**Task prompt**
Please copy each line in the records below that contains the string "foliage".
============================================================
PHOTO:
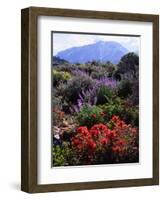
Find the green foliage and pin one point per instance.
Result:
(125, 88)
(60, 76)
(129, 64)
(90, 115)
(76, 86)
(104, 95)
(112, 108)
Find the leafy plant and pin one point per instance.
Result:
(60, 76)
(125, 88)
(76, 86)
(90, 115)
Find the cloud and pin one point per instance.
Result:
(62, 41)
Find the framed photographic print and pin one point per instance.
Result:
(90, 100)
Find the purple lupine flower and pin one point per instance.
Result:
(107, 82)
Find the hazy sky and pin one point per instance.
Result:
(62, 41)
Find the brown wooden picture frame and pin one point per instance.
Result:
(29, 87)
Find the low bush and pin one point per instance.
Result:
(75, 86)
(90, 115)
(125, 88)
(60, 76)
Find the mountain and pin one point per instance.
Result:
(101, 51)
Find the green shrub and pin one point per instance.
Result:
(90, 115)
(76, 86)
(104, 95)
(125, 88)
(60, 76)
(112, 108)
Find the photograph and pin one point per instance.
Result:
(95, 99)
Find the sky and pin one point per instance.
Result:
(62, 41)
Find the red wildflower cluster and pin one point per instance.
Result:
(88, 141)
(120, 139)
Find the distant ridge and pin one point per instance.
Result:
(101, 51)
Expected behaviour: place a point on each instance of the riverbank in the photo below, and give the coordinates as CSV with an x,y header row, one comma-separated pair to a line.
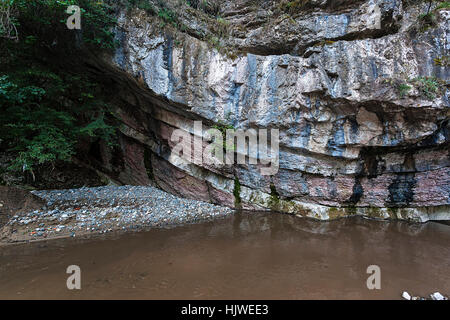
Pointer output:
x,y
91,211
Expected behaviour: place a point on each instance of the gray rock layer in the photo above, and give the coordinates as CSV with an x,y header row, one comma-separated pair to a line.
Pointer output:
x,y
358,90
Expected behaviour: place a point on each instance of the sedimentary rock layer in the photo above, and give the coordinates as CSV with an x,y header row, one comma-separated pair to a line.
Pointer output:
x,y
358,90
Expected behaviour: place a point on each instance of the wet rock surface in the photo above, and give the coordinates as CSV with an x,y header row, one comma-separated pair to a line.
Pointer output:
x,y
74,212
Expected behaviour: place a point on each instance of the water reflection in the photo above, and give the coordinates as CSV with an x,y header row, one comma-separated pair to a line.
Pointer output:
x,y
248,256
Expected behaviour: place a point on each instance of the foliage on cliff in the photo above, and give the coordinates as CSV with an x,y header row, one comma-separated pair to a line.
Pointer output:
x,y
47,102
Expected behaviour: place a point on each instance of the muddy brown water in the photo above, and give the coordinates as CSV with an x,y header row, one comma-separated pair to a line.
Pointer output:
x,y
248,256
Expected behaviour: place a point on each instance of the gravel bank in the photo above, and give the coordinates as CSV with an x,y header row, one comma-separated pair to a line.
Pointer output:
x,y
75,212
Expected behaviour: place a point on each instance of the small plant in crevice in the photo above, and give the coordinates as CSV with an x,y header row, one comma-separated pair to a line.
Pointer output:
x,y
237,193
443,61
428,86
403,89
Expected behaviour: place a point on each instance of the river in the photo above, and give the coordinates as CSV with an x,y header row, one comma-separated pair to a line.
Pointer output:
x,y
246,256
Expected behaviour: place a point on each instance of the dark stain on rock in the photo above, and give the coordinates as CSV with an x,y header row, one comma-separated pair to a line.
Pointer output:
x,y
358,192
401,190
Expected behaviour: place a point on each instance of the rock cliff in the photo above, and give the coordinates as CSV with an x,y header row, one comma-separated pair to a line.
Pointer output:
x,y
358,89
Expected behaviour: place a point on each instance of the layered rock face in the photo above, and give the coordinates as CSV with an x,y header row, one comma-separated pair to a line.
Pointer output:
x,y
358,91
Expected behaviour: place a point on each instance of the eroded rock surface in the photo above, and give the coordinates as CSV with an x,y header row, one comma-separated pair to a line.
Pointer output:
x,y
358,90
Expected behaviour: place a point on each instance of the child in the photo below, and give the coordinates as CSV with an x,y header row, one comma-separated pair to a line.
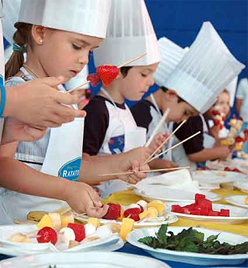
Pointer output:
x,y
193,85
17,108
147,113
222,106
59,153
130,34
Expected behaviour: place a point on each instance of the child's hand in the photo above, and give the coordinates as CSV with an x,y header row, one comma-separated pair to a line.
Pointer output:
x,y
83,199
157,141
162,163
223,152
134,166
141,154
214,131
15,130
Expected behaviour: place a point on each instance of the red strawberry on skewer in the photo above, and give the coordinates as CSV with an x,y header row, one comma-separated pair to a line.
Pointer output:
x,y
107,73
94,79
46,235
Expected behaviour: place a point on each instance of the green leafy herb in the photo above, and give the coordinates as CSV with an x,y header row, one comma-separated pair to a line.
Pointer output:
x,y
192,241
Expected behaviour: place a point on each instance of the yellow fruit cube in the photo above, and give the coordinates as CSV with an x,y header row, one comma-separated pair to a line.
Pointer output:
x,y
64,221
159,205
126,228
144,214
46,221
94,221
153,212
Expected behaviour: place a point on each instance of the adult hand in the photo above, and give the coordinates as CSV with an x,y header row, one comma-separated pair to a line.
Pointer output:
x,y
15,130
40,103
83,199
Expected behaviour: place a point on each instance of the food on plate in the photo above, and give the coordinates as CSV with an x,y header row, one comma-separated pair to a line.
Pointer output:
x,y
126,228
232,170
46,235
191,240
105,74
79,231
20,238
139,211
202,206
============================================================
**Your solution**
Find the green foliage and pin one point per instance.
Expected behaviour: place a point on each instance of the foliage on cliff in the photo above, and give the coordinates as CSV with an x,y header row, one comma-separated pair to a line.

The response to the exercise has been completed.